Task statement:
Using the entries that follow, write out the line containing "column 28, row 563", the line containing "column 754, row 533", and every line between them, exactly and nothing else.

Saved entries:
------------------------------------------------------------------------
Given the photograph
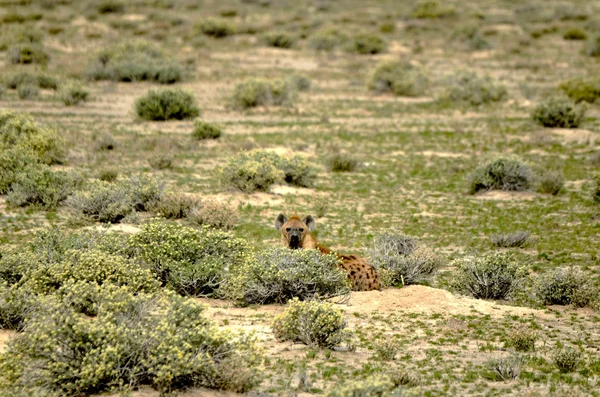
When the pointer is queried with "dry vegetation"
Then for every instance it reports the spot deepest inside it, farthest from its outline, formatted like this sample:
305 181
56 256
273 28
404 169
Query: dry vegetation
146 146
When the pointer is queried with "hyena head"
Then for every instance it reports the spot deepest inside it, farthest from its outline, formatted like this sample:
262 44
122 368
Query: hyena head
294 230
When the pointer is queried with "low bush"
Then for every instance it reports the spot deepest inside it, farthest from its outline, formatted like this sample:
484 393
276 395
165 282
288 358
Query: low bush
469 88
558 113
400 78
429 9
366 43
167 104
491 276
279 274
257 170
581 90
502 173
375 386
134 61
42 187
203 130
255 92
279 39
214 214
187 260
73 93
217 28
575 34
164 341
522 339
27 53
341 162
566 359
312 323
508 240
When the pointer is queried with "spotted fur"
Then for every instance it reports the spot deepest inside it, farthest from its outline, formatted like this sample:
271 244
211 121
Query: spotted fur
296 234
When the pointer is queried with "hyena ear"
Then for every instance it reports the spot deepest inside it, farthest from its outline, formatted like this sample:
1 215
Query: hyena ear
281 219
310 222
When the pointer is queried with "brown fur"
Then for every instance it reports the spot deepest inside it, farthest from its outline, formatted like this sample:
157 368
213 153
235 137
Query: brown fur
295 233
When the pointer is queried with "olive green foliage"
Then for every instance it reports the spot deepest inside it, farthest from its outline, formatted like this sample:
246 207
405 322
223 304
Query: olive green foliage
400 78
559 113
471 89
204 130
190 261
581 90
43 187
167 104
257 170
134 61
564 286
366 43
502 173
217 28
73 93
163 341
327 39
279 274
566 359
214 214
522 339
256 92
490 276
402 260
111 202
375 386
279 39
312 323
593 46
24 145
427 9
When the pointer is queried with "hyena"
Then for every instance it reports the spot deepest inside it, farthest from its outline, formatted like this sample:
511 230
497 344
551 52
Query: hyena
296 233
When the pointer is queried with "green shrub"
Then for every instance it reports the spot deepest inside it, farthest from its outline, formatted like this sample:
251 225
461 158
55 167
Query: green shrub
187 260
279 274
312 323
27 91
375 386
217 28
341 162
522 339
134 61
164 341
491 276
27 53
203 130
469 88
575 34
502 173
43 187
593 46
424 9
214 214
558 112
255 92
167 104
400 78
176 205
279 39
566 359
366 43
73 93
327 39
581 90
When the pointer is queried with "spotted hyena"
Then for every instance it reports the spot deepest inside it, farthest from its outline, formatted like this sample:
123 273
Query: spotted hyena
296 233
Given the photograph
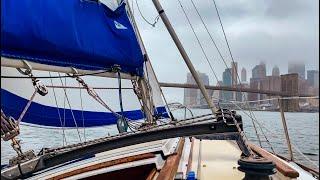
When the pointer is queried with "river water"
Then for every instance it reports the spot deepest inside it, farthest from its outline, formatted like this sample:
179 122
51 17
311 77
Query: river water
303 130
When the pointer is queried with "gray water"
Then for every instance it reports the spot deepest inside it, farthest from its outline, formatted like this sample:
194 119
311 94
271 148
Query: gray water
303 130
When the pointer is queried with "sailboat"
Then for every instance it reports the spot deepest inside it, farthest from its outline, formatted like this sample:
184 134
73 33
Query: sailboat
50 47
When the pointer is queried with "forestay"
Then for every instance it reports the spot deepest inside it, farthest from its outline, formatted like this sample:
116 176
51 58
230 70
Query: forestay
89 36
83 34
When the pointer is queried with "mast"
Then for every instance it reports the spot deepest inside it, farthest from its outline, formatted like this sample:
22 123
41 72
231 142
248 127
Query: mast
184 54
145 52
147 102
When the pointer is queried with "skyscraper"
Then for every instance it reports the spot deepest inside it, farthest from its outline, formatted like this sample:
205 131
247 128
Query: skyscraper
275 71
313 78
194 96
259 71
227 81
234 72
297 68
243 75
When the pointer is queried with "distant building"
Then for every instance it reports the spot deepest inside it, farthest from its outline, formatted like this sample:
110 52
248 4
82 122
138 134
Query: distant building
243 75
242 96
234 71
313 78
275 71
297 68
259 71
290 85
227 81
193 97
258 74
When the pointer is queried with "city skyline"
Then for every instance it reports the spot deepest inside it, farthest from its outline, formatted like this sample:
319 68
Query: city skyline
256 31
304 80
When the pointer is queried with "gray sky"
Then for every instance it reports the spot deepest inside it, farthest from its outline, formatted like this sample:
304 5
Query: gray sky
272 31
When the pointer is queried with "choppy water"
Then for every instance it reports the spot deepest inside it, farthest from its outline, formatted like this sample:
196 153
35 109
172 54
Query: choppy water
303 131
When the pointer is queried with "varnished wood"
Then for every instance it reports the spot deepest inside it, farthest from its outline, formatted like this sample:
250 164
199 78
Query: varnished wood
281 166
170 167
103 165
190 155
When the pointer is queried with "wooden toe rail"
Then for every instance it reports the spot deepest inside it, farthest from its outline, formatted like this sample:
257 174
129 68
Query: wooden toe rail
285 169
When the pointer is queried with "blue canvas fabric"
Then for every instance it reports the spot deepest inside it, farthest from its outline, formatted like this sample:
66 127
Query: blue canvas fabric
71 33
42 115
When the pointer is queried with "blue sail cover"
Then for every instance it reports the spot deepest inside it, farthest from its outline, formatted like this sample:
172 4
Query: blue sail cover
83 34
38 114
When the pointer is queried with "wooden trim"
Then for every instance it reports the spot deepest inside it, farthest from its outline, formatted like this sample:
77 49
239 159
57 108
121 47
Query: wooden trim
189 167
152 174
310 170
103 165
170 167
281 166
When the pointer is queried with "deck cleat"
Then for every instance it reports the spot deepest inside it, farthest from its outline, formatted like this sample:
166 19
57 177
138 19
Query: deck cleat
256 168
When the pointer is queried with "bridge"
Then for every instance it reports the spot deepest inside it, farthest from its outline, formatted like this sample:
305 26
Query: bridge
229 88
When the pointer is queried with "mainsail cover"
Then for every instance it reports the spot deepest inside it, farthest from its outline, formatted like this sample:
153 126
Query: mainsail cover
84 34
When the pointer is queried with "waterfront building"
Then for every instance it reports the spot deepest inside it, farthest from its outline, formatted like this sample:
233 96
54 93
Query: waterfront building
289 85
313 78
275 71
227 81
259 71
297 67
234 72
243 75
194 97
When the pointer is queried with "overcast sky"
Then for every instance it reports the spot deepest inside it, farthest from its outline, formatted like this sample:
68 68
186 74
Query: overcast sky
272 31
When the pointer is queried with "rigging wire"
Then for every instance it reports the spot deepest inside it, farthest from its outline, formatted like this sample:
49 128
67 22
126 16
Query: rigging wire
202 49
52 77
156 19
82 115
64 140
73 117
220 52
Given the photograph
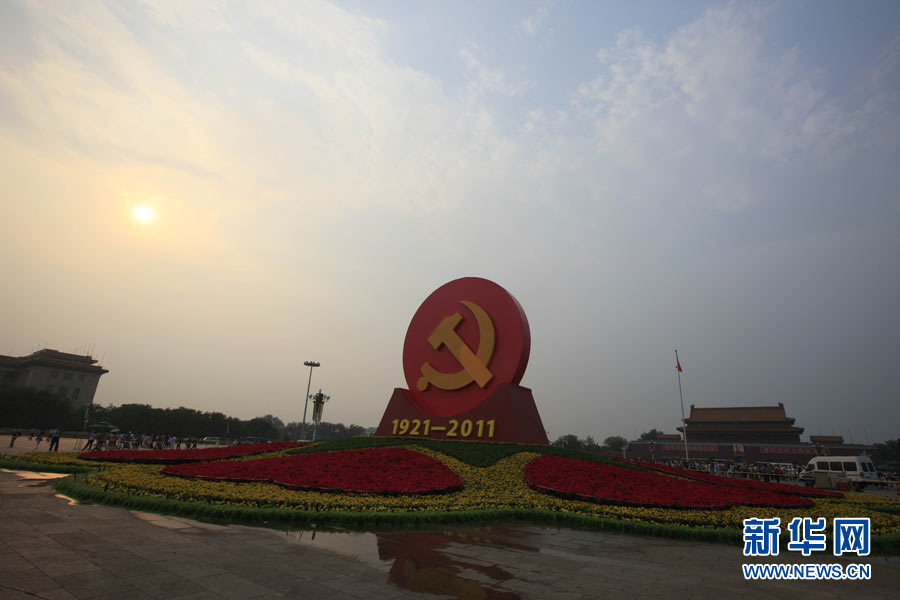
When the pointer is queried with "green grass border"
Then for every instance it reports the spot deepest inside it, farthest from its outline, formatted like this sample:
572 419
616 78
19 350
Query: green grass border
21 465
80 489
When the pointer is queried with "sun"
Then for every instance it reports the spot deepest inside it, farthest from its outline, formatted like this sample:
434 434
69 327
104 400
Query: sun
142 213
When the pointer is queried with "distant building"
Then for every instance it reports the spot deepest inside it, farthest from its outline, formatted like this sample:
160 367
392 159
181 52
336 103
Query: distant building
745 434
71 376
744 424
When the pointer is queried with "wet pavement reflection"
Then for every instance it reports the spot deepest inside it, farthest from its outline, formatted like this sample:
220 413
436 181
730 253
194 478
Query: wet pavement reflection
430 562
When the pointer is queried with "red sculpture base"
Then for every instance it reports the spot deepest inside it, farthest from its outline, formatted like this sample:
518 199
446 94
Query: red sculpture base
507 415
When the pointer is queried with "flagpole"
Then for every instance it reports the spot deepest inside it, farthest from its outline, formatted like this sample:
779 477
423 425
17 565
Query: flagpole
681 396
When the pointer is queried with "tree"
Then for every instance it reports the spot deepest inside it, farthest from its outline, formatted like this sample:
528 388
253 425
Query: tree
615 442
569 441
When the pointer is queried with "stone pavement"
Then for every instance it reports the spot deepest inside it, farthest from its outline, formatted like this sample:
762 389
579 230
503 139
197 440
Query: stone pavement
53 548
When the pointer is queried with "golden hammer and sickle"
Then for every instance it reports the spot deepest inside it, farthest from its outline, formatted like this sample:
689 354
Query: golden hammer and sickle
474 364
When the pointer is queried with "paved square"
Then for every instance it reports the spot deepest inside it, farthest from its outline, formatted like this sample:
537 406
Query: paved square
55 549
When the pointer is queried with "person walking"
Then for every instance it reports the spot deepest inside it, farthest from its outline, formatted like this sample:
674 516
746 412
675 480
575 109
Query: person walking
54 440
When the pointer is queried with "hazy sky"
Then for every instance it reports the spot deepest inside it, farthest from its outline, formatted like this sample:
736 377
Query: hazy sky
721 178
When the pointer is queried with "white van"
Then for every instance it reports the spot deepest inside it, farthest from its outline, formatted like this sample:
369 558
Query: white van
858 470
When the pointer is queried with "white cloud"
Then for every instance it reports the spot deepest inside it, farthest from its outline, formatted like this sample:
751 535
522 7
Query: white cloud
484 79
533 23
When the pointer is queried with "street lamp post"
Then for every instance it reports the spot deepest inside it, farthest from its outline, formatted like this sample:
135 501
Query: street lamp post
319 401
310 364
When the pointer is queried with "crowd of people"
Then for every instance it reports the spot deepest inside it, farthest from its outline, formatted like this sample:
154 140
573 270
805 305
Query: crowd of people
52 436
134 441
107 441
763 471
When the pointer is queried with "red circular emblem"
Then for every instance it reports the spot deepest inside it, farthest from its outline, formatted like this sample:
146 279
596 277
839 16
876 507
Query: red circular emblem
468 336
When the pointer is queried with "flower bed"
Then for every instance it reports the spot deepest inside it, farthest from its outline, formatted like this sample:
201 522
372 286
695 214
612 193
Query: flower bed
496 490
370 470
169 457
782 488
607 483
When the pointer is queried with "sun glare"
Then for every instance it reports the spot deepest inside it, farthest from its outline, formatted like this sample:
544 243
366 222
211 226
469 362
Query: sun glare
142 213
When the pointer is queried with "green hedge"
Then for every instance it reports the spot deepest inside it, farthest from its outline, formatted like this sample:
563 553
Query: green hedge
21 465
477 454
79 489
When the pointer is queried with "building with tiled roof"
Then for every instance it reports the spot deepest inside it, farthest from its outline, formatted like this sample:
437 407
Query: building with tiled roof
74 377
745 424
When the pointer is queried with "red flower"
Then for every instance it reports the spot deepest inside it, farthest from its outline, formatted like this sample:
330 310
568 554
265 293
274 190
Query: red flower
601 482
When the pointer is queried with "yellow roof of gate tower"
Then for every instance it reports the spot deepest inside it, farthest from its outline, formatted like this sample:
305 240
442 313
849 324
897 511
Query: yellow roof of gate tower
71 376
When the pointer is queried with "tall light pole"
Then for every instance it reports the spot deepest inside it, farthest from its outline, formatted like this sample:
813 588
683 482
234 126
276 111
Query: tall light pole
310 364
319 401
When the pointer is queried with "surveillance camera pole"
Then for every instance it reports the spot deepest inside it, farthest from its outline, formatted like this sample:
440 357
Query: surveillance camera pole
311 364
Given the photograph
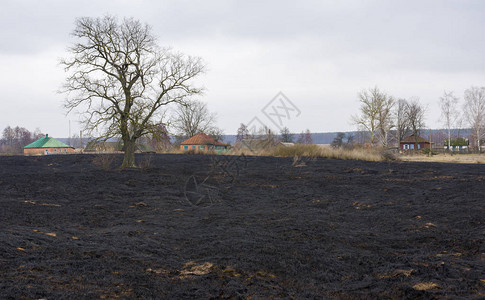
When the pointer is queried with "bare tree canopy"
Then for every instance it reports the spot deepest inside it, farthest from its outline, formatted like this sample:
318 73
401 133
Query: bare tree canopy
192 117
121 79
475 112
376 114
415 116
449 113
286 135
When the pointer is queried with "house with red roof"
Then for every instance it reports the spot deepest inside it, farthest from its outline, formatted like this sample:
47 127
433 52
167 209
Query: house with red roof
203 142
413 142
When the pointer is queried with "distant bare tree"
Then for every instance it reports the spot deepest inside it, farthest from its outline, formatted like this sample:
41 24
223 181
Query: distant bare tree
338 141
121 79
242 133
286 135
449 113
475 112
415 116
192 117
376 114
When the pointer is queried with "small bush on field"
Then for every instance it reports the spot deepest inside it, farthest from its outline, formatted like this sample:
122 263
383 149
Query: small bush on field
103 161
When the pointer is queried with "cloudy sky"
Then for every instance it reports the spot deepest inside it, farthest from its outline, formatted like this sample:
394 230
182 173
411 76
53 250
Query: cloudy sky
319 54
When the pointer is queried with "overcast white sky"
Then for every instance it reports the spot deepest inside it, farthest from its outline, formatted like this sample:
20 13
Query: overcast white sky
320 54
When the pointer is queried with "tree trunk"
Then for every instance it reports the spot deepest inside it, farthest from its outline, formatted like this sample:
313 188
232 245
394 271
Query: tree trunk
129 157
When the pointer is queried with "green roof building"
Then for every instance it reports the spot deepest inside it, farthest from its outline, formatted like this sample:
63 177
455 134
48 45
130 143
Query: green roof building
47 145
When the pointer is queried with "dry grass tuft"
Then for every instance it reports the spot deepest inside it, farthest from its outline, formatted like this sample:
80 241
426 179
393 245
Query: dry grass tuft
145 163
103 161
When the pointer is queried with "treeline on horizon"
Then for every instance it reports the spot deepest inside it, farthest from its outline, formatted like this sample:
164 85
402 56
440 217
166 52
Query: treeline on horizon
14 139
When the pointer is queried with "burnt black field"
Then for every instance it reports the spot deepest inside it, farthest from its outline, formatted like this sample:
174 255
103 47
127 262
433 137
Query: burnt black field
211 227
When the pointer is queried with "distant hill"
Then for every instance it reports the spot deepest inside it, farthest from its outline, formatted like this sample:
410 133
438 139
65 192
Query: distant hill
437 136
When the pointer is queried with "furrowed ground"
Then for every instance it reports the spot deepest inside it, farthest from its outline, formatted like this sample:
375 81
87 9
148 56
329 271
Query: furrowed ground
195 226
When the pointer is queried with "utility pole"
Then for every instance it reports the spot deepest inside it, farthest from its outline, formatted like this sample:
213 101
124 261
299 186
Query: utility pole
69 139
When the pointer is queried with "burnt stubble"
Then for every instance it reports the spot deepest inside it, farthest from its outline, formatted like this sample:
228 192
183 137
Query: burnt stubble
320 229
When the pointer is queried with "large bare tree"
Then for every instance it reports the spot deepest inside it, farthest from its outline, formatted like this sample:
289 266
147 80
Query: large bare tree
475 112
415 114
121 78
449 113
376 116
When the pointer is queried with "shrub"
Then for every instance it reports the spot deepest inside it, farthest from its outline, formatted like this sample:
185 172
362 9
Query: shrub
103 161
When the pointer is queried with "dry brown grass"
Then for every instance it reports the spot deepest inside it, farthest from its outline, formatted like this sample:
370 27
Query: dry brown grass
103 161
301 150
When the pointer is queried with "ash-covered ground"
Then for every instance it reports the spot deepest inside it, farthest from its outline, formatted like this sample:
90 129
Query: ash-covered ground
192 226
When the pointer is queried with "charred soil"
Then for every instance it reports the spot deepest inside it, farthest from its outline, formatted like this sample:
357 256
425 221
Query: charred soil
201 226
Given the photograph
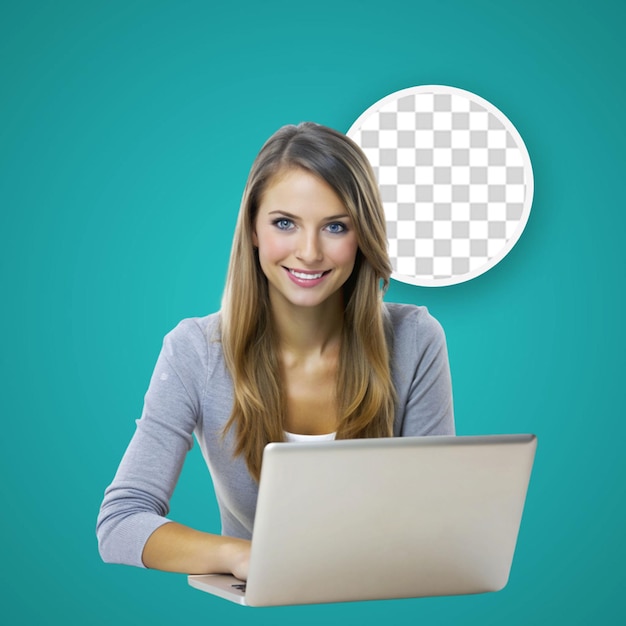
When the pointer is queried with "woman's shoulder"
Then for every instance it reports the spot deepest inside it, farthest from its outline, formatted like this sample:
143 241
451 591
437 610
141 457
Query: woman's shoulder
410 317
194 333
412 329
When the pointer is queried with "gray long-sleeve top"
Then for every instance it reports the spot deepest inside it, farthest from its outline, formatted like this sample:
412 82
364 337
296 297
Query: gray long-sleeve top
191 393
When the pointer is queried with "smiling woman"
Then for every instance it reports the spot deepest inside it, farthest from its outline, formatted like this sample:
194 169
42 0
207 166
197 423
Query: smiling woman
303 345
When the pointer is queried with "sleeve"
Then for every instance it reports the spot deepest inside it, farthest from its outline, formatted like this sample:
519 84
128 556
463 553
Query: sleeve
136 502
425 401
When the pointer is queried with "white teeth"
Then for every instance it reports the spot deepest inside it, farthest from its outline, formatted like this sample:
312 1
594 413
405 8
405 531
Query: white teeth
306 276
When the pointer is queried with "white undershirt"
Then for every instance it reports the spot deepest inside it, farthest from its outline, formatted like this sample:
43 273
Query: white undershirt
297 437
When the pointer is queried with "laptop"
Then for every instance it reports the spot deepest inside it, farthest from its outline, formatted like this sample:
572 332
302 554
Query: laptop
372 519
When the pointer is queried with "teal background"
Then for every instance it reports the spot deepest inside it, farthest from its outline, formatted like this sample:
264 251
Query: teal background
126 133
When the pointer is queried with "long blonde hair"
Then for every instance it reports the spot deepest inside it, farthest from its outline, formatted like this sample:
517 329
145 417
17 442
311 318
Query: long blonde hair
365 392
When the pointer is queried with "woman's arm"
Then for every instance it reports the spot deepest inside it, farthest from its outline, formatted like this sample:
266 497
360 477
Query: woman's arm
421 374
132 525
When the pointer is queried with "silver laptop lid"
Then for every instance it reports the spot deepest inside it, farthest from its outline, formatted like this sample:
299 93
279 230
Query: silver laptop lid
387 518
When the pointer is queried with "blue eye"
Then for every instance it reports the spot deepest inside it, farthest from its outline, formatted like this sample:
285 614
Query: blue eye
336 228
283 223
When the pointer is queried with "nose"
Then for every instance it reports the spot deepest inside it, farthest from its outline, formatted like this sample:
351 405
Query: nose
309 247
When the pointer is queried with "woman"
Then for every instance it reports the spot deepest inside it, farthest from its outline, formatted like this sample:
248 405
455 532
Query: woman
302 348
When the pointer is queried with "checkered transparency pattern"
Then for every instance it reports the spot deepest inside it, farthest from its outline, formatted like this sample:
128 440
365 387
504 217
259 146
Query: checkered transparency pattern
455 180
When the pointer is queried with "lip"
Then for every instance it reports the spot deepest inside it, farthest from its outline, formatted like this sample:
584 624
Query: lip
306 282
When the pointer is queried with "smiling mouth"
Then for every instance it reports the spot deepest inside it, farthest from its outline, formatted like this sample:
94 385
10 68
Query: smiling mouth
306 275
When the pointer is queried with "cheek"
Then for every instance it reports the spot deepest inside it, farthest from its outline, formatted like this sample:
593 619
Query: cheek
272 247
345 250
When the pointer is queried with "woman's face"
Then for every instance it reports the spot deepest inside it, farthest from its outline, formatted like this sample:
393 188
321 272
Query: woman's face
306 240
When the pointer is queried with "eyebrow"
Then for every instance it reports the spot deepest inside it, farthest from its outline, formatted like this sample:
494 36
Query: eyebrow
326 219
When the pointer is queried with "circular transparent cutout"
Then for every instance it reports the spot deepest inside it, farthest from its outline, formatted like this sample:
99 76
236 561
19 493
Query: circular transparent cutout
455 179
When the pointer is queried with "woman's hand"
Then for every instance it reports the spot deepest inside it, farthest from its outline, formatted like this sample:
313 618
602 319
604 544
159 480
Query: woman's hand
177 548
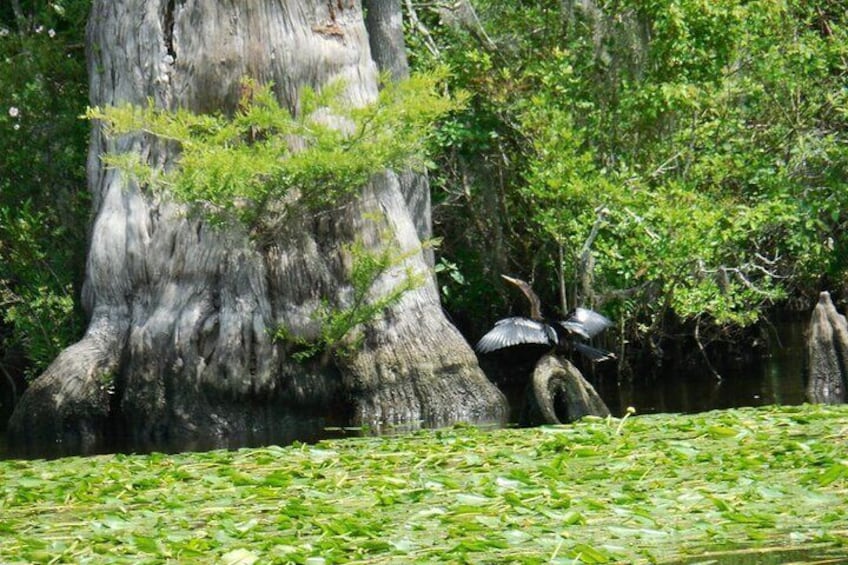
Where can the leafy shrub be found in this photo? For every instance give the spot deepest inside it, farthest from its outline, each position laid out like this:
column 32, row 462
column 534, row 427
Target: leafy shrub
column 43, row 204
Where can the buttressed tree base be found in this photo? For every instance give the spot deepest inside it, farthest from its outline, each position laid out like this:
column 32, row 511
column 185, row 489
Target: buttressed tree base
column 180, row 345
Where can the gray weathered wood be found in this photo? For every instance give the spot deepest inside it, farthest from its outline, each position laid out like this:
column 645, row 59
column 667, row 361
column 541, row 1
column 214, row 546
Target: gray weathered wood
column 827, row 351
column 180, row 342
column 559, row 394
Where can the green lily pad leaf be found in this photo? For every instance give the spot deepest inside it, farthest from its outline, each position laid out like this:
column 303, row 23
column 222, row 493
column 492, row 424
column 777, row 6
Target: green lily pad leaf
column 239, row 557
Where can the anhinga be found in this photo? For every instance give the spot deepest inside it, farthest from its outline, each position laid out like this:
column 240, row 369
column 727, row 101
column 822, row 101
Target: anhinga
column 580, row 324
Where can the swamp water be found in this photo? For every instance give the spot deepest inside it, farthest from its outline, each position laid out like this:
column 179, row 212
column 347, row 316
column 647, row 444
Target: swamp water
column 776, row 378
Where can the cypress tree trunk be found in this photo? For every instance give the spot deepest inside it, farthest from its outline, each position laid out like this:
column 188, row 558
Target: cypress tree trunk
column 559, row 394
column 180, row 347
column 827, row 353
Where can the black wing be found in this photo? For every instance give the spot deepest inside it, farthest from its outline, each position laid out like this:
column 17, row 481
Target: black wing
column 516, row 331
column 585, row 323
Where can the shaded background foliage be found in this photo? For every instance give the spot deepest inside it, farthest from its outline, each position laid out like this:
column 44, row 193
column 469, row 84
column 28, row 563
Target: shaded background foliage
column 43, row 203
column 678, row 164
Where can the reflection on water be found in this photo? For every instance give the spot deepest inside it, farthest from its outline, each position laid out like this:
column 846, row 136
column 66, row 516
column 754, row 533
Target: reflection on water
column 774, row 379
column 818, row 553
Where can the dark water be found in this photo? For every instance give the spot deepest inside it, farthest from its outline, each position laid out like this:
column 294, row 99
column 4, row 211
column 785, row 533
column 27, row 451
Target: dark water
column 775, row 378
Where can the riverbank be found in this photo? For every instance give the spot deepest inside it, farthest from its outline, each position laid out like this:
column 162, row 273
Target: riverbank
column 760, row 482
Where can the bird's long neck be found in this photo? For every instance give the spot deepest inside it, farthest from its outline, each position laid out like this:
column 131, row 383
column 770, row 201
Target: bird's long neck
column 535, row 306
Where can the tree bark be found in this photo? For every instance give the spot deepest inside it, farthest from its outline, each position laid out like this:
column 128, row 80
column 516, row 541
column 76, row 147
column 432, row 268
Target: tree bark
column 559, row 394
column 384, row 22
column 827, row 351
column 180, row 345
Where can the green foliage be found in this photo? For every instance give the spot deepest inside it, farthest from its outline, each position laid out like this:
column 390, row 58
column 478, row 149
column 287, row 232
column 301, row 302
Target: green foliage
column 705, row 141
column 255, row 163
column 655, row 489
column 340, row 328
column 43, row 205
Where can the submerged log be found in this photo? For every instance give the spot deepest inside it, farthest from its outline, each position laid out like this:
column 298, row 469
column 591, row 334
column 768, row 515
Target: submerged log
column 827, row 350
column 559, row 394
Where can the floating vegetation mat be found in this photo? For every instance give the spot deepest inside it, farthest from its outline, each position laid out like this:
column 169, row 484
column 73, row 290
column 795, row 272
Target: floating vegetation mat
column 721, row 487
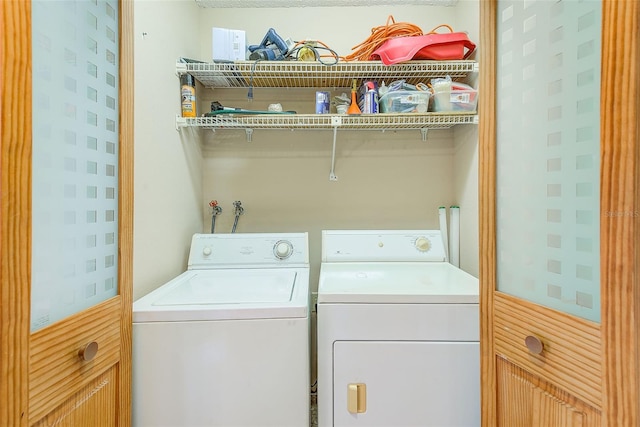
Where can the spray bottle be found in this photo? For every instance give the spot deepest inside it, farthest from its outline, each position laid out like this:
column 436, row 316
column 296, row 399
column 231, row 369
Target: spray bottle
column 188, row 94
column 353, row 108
------------------------------------------------------------------------
Problem solution:
column 28, row 563
Target: shaded background foliage
column 43, row 203
column 678, row 164
Where can the reflection on water be found in this photo? For every instance give the spot deepest inside it, farthest from its outline, each position laid out like this:
column 846, row 136
column 66, row 516
column 754, row 533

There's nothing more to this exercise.